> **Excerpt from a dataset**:
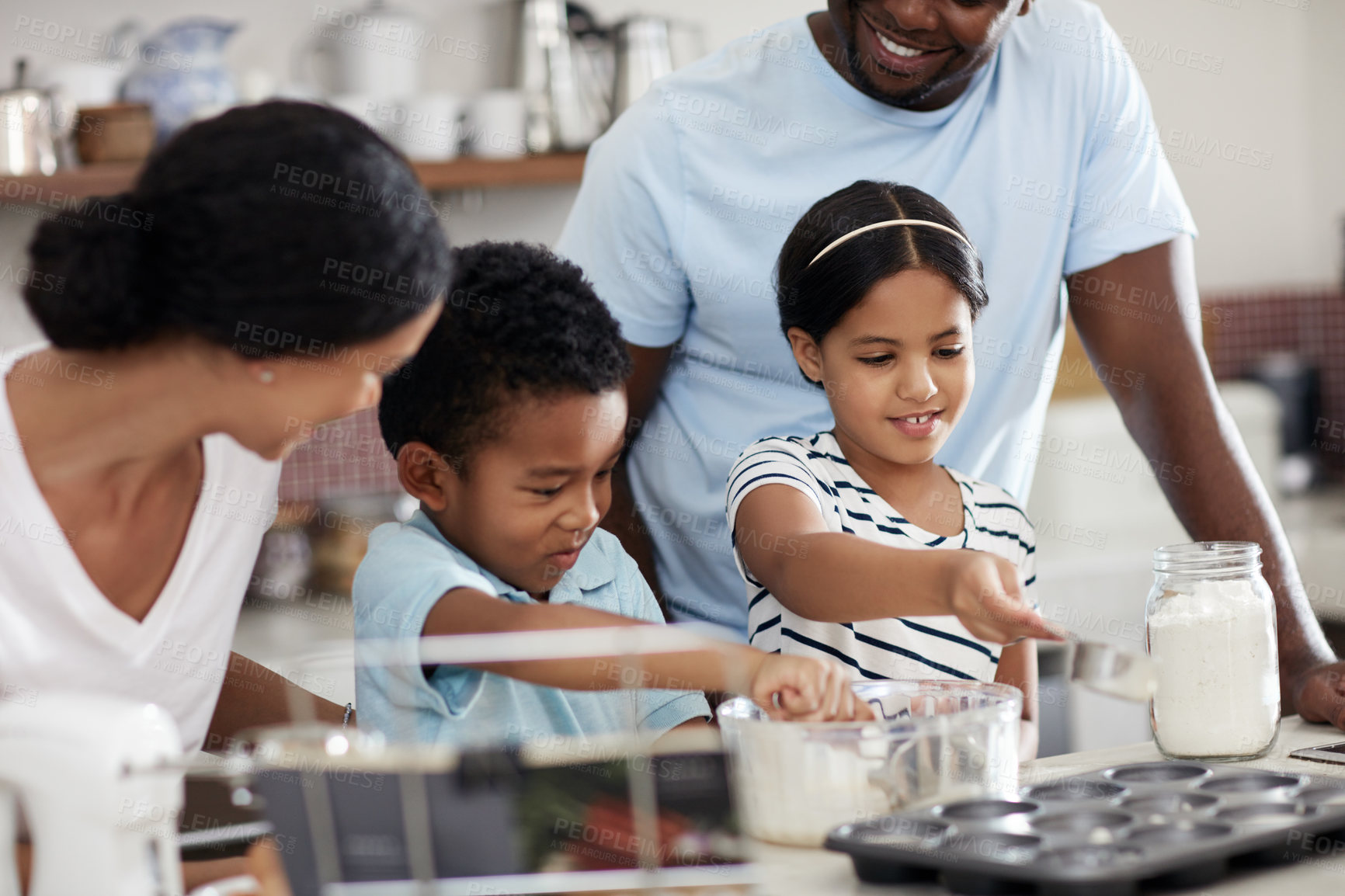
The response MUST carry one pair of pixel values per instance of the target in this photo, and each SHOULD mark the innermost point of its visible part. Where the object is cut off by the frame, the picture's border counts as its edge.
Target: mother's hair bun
(84, 286)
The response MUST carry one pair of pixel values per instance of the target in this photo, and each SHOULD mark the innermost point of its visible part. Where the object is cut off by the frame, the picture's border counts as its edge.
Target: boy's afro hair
(516, 321)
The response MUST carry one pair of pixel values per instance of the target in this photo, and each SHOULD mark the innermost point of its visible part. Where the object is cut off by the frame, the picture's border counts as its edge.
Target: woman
(266, 271)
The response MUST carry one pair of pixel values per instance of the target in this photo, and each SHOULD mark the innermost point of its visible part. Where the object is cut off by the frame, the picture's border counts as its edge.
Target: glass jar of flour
(1211, 622)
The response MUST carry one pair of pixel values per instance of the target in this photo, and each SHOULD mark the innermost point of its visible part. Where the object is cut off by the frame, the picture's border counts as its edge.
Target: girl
(854, 543)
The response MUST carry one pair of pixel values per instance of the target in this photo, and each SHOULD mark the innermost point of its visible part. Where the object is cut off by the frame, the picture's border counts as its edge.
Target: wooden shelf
(468, 171)
(464, 172)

> **Request**:
None of the pictures should appear; repeat the records exactly otherwise.

> **Written answer**:
The response MUST carry one pair of pixel values per instance of the target in this photo, and each SHOULD mark the innermost point of its visible part. Where the object is cut off by the frame, the picture's border counts as its edge.
Target: mother's hair bun
(84, 286)
The response MUST carry one pair of pixel values per instance of the target in this photo, and each SHOULD mark the innermost point of its visible part. Where the object is cut off by the frame, the picture's border counts as its edge.
Target: boy's afro hair
(516, 321)
The response MUST carry one pair of pixel values per instance of the target in this photo, and each SHOULD mark the innermost point of its visible part. Where the object is cut off by the frame, the picture's border counts as its edge.
Target: woman
(266, 271)
The response MUST carry one pair of pixel values per instance of the target in this photo, and each SHOULD mark the innermost point of its visible part. Where the object is cut off by the frame, the picture's border counts as its edge.
Target: glass jar of flour
(1211, 622)
The response MUST carry one pair of pixel values per instance of the target in this photo, and each SHOULD mark the innermost point of its visible part. Where the object is cut off by the frame, the picture's border counts as its edge.
Target: girl
(854, 543)
The response MUST carry one pair of pixel values per instance of the target in this photo, and each SHOULD mark the innermost point of its visible part. Where the object is cut off by the frame, the picture's border counts as its edge.
Target: wooden shelf
(468, 171)
(464, 172)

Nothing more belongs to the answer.